### The problem
Beginning with the line that contains "Can you see the grassy", transcribe every line through the end of the entries exactly as written, and reproduce nothing else.
Top of The data
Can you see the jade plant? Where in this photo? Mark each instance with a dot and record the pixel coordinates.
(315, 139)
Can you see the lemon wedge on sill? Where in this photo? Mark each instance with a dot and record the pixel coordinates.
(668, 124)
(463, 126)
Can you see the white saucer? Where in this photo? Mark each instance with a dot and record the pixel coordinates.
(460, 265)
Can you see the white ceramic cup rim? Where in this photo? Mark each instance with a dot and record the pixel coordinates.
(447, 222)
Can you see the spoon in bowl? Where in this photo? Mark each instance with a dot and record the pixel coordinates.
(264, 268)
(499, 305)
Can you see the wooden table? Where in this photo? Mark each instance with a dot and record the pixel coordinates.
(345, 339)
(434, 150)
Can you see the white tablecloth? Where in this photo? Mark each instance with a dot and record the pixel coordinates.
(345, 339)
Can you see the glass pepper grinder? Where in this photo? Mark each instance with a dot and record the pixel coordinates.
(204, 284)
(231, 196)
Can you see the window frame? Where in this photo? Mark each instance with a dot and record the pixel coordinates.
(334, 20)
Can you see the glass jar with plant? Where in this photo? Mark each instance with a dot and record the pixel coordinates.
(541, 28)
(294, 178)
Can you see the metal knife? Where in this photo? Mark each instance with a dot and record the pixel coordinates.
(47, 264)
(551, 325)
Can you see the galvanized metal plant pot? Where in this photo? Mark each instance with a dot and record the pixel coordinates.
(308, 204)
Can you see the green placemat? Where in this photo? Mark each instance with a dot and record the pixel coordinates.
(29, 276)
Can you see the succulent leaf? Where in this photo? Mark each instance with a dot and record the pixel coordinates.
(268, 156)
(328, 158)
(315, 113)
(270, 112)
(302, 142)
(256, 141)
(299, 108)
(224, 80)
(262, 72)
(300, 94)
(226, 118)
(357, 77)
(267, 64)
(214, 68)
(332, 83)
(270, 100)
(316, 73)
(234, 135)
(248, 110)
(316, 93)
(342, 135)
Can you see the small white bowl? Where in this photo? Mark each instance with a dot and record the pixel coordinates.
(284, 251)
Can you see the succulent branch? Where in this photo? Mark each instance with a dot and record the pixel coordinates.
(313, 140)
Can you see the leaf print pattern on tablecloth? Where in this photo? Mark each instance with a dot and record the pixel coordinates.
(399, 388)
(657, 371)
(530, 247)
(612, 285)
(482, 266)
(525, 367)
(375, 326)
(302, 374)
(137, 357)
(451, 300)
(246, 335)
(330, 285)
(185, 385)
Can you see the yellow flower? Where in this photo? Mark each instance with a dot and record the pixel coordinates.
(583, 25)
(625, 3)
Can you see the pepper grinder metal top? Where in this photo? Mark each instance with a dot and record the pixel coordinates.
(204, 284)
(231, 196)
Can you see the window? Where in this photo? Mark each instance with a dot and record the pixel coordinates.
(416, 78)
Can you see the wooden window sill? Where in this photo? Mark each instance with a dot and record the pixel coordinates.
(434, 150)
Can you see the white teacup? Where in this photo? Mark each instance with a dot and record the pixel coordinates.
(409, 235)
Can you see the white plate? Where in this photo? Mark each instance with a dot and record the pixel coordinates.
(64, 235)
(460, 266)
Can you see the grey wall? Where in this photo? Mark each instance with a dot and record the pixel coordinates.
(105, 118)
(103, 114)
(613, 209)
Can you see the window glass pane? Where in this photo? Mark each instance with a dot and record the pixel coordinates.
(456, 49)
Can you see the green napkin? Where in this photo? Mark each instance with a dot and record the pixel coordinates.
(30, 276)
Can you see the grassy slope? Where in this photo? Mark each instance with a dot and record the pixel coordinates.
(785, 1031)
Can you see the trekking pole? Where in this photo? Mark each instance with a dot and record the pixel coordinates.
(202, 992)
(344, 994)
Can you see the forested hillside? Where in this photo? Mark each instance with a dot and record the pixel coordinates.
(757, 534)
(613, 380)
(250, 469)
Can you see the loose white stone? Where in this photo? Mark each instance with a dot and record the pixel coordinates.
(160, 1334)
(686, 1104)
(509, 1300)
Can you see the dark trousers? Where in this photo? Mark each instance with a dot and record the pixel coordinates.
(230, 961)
Bottom of The data
### Your solution
Can you see the grassy slope? Where in this photo? Mark each instance with a dot and record the pixel coordinates.
(785, 1031)
Can you see the trekking pole? Where in this photo? Mark each instance with a dot and record the pixel coordinates.
(202, 992)
(344, 994)
Can you see the forested hillside? Where in this photo? Mark each instance with a dot and record the pixel coordinates.
(757, 534)
(613, 380)
(250, 469)
Can you see the loose white stone? Where in this photo? Mark each instance with a dot and record the pixel coordinates.
(160, 1334)
(686, 1104)
(509, 1300)
Can you see the dark trousers? Where in this photo? Mark each instance with a dot and record the pixel coordinates.
(230, 961)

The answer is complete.